● SELECTED EXCERPT:
....

EDF priority tie-breaks.wip-robust-tie-break

Instead of tie-breaking by PID (which is a static
priority tie-break), we can tie-break by other
job-level-unique parameters. This is desirable
because tasks are equaly affected by tardiness
since static priority tie-breaks cause tasks
with greater PID values to experience the most
tardiness.

There are four tie-break methods:

1) Lateness.  If two jobs, J_{1,i} and J_{2,j} of
tasks T_1 and T_2, respectively, have equal
deadlines, we favor the job of the task that
had the worst lateness for jobs J_{1,i-1} and
J_{2,j-1}.

Note: Unlike tardiness, lateness may be less than
zero. This occurs when a job finishes before its
deadline.

2) Normalized Lateness.  The same as #1, except
lateness is first normalized by each task's
relative deadline.  This prevents tasks with short
relative deadlines and small execution requirements
from always losing tie-breaks.

3) Hash. The job tuple (PID, Job#) is used to
generate a hash. Hash values are then compared.
A job has ~50% chance of winning a tie-break
with respect to another job.

Note: Emperical testing shows that some jobs
can have +/- ~1.5% advantage in tie-breaks.
Linux's built-in hash function is not totally
a uniform hash.

4) PIDs. PID-based tie-break used in prior
versions of Litmus.

Conflicts:

	litmus/edf_common.c

3 files changed, 145 insertions, 19 deletions

diff --git a/litmus/Kconfig b/litmus/Kconfig
index 68459d4dca41..48ff3e3c657c 100644
--- a/litmus/Kconfig
+++ b/litmus/Kconfig
@@ -79,6 +79,52 @@ config SCHED_CPU_AFFINITY
 
           Say Yes if unsure.
 
+choice
+        prompt "EDF Tie-Break Behavior"
+        default EDF_TIE_BREAK_LATENESS_NORM
+        help
+          Allows the configuration of tie-breaking behavior when the deadlines
+          of two EDF-scheduled tasks are equal.
+        
+        config EDF_TIE_BREAK_LATENESS
+        bool "Lateness-based Tie Break"
+        help
+          Break ties between to jobs, A and B, based upon the lateness of their
+          prior jobs. The job with the greatest lateness has priority. Note that
+          lateness has a negative value if the prior job finished before its
+          deadline.
+        
+        config EDF_TIE_BREAK_LATENESS_NORM
+        bool "Normalized Lateness-based Tie Break"
+        help
+          Break ties between to jobs, A and B, based upon the lateness, normalized
+          by relative deadline, their prior jobs. The job with the greatest
+          normalized lateness has priority. Note that lateness has a negative value
+          if the prior job finished before its deadline.
+          
+          Normalized lateness tie-breaks are likely desireable over non-normalized
+          tie-breaks if the execution times and/or relative deadlines of tasks in a
+          task set vary greatly.
+        
+        config EDF_TIE_BREAK_HASH
+        bool "Hash-based Tie Breaks"

....

● Recorded data:
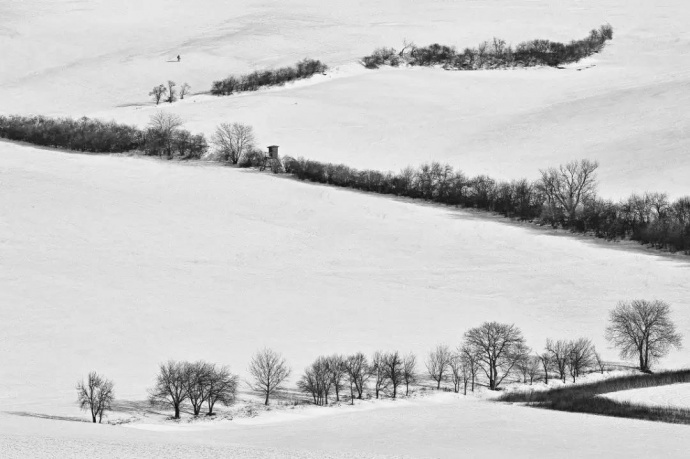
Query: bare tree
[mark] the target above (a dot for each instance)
(338, 372)
(95, 395)
(170, 387)
(470, 362)
(222, 388)
(580, 357)
(379, 373)
(546, 363)
(559, 352)
(357, 368)
(163, 127)
(196, 380)
(601, 365)
(268, 370)
(184, 90)
(456, 370)
(569, 185)
(409, 371)
(232, 141)
(643, 329)
(498, 348)
(394, 370)
(437, 364)
(158, 92)
(172, 92)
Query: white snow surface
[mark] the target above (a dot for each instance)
(625, 107)
(115, 264)
(674, 395)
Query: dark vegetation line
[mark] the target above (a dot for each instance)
(563, 197)
(495, 54)
(259, 79)
(583, 398)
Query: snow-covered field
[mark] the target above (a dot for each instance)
(115, 263)
(625, 107)
(674, 395)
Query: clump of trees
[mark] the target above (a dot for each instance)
(493, 54)
(268, 370)
(264, 78)
(563, 197)
(160, 92)
(95, 395)
(198, 383)
(643, 330)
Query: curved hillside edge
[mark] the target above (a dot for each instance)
(494, 54)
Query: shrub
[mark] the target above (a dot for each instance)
(264, 78)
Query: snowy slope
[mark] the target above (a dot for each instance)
(625, 107)
(674, 395)
(116, 264)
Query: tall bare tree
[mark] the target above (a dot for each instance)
(498, 348)
(158, 92)
(378, 372)
(170, 387)
(643, 329)
(409, 371)
(357, 368)
(569, 185)
(580, 357)
(232, 141)
(221, 388)
(95, 395)
(394, 370)
(437, 364)
(162, 128)
(268, 370)
(559, 352)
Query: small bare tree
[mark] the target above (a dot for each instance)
(163, 128)
(470, 362)
(158, 92)
(338, 372)
(221, 388)
(95, 395)
(378, 372)
(569, 185)
(437, 364)
(268, 370)
(232, 141)
(643, 329)
(409, 371)
(184, 90)
(580, 357)
(357, 368)
(170, 387)
(559, 352)
(394, 370)
(172, 92)
(456, 371)
(498, 348)
(601, 365)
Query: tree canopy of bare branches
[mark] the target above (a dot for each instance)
(170, 387)
(268, 370)
(569, 185)
(437, 364)
(642, 329)
(232, 141)
(498, 348)
(95, 395)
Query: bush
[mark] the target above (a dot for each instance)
(495, 54)
(264, 78)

....

● CHALLENGES:
1. Copy from the EDF tie-break commit the passage from "litmus/edf_common.c" up to and including "Yes if unsure.".
2. Answer these questions using the EDF tie-break commit:
(a) Which option is set as the default for the EDF tie-break behavior?
(b) How many files does the commit change?
(c) What chance does a job have of winning a tie-break against another job under the hash method?
3. Continue the EDF tie-break commit from the point where it stops.

● RESULTS OF THE TASKS:
1.
litmus/edf_common.c

3 files changed, 145 insertions, 19 deletions

diff --git a/litmus/Kconfig b/litmus/Kconfig
index 68459d4dca41..48ff3e3c657c 100644
--- a/litmus/Kconfig
+++ b/litmus/Kconfig
@@ -79,6 +79,52 @@ config SCHED_CPU_AFFINITY
 
           Say Yes if unsure.

2.
(a) EDF_TIE_BREAK_LATENESS_NORM
(b) 3
(c) About 50%

3.
+        help
+          Break ties between two jobs, A and B, with equal deadlines by using a
+          uniform hash; i.e.: hash(A.pid, A.job_num) < hash(B.pid, B.job_num). Job
+          A has ~50% of winning a given tie-break.
+        
+        config EDF_PID_TIE_BREAK
+        bool "PID-based Tie Breaks"
+        help
+          Break ties based upon OS-assigned process IDs. Use this option if
+          required by algorithm's real-time analysis or per-task response-time
+          jitter must be minimized in overload conditions.
+        
+          NOTES:
+            * This tie-breaking method was default in Litmus 2012.2 and before.
+                
+endchoice
+
 endmenu
 
 menu "Tracing"
diff --git a/litmus/edf_common.c b/litmus/edf_common.c
index 668737f0fbf9..52205df3ea8b 100644
--- a/litmus/edf_common.c
+++ b/litmus/edf_common.c
@@ -14,6 +14,32 @@
 
 #include <litmus/edf_common.h>
 
+#ifdef CONFIG_EDF_TIE_BREAK_LATENESS_NORM
+#include <litmus/fpmath.h>
+#endif
+
+#ifdef CONFIG_EDF_TIE_BREAK_HASH
+#include <linux/hash.h>
+static inline long edf_hash(struct task_struct *t)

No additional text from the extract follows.